··· DATA ···
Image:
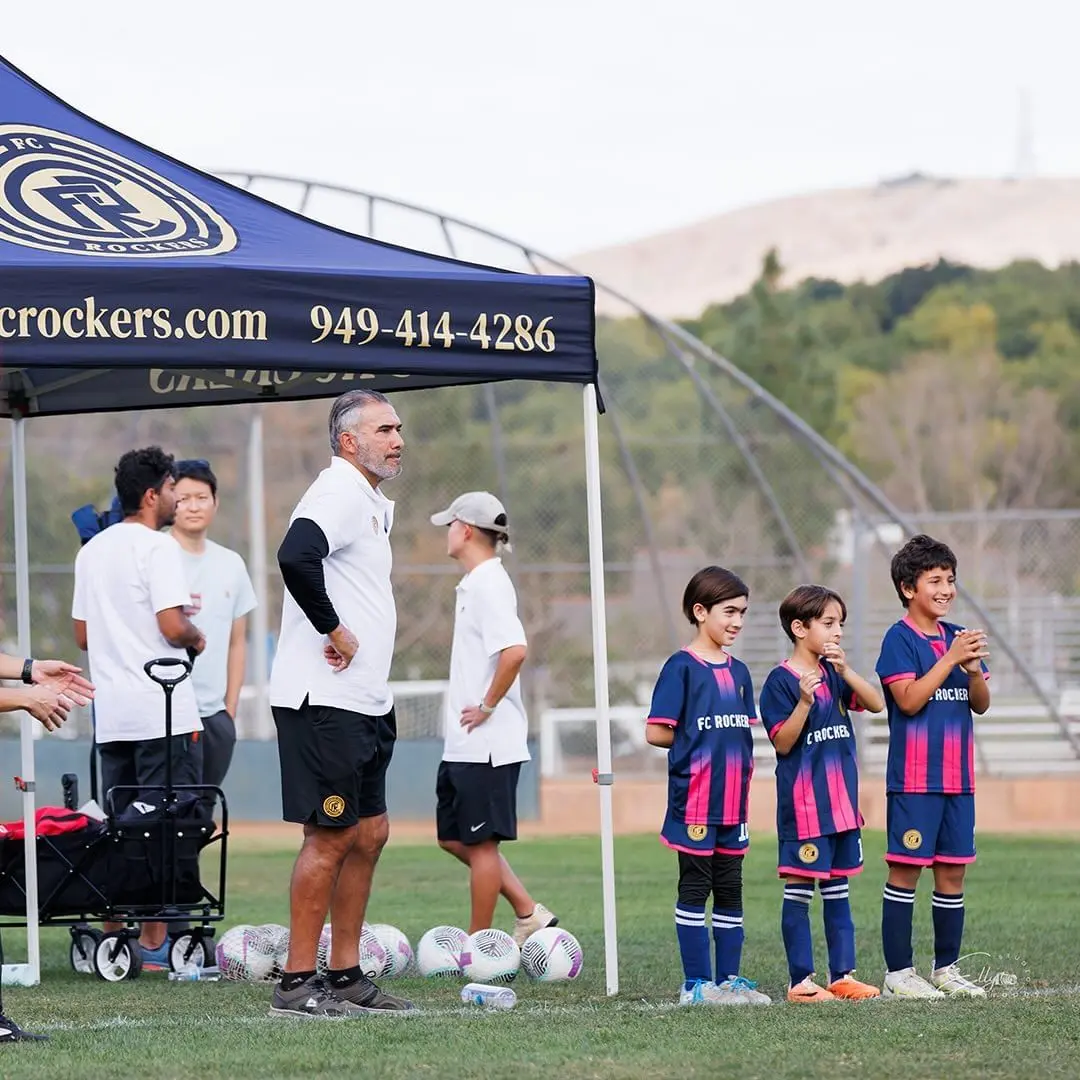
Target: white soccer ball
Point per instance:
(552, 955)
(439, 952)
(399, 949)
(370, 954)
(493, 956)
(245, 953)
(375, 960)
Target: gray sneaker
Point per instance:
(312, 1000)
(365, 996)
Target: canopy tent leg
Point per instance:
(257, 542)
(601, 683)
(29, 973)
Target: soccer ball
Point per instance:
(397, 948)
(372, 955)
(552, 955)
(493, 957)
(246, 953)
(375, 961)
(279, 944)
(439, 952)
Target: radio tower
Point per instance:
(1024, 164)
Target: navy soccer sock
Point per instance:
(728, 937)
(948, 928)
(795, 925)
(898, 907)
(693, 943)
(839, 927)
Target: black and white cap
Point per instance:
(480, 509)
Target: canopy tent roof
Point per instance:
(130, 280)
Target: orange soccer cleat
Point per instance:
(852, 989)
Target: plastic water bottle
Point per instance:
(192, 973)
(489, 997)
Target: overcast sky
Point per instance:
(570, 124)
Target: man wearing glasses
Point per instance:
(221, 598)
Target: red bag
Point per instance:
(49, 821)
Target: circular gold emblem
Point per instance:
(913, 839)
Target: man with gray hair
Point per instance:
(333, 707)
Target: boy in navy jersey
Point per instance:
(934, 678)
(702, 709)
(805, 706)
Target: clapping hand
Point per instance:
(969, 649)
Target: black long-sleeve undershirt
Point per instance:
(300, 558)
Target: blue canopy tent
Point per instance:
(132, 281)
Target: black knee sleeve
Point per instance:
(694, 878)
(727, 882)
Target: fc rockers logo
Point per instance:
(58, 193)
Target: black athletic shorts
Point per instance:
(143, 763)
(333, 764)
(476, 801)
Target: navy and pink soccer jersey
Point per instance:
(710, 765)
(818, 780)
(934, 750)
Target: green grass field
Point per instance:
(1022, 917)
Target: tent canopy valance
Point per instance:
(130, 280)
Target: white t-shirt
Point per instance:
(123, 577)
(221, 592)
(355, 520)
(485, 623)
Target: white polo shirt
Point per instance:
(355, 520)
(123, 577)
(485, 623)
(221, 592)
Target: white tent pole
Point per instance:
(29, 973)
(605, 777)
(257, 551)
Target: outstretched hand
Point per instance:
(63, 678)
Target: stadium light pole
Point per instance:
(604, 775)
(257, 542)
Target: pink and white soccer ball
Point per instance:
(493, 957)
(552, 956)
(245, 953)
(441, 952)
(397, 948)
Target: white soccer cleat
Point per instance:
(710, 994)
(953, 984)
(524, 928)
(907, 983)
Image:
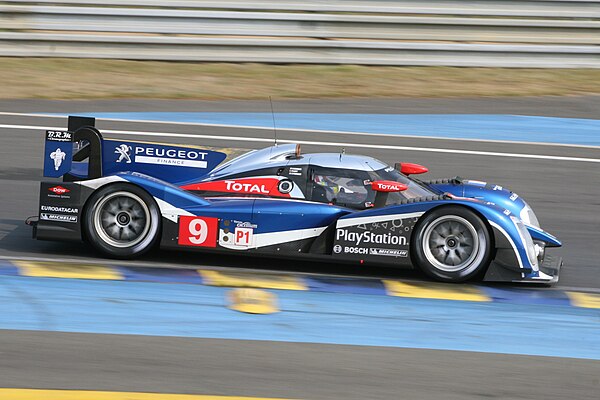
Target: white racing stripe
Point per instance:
···
• TASK DIRECTIONS: Every last line above must be reproduced as written, and no pictures belong in the copy.

• SOLVED EXERCISE:
Image:
Target: white soccer ball
Point per instance:
(552, 955)
(439, 952)
(399, 949)
(370, 954)
(493, 956)
(245, 953)
(375, 960)
Target: gray sneaker
Point per instance:
(312, 1000)
(365, 996)
Target: canopy tent leg
Point per instance:
(257, 542)
(601, 683)
(29, 973)
Target: soccer ball
Point per instance:
(397, 948)
(372, 955)
(552, 955)
(493, 957)
(246, 953)
(375, 961)
(279, 944)
(439, 952)
Target: radio tower
Point per instance:
(1024, 164)
Target: navy soccer sock
Point per instance:
(728, 937)
(948, 928)
(795, 925)
(898, 907)
(693, 943)
(839, 927)
Target: black and white cap
Point per instance:
(480, 509)
Target: canopy tent roof
Point per instance:
(130, 280)
Target: orange soccer cleat
Point per instance:
(852, 989)
Target: plastic water bottle
Point per instance:
(192, 973)
(489, 997)
Target: overcast sky
Point per instance:
(570, 124)
Target: man wearing glasses
Point per instance:
(221, 598)
Target: red bag
Point per instance:
(49, 821)
Target: circular gold emblem
Point per instance:
(913, 839)
Target: man with gray hair
Point per instance:
(333, 707)
Target: boy in navy jersey
Point per instance:
(934, 678)
(702, 709)
(805, 706)
Target: clapping hand
Point per instance:
(969, 649)
Target: black long-sleeve undershirt
Point per instance:
(300, 558)
Target: blue canopy tent
Point per instance:
(132, 281)
Target: black knee sleeve
Point per instance:
(694, 878)
(727, 882)
Target: fc rockers logo
Point per instance:
(58, 193)
Target: black athletic shorts
Point per instance:
(143, 763)
(333, 764)
(476, 801)
Target: navy and pink soccer jersey
Point per instance:
(710, 765)
(818, 780)
(934, 750)
Target: green grass field
Point per instance:
(1022, 917)
Target: tent canopy valance
Point per instance:
(130, 280)
Target: white t-shirt
Point per instance:
(123, 577)
(221, 592)
(355, 520)
(485, 623)
Target: white polo shirt
Point per instance:
(355, 520)
(123, 577)
(485, 623)
(221, 592)
Target: white tent pole
Point per instance:
(29, 973)
(605, 777)
(257, 551)
Target: outstretched hand
Point per instance:
(63, 678)
Target: stadium light pole
Point per instance:
(604, 775)
(257, 542)
Target: pink and white soccer ball
Point per instance:
(493, 957)
(552, 956)
(245, 953)
(441, 952)
(397, 948)
Target: white soccer cleat
Point per instance:
(710, 994)
(953, 984)
(524, 928)
(907, 983)
Image:
Target: white racing stripe
Point per instance:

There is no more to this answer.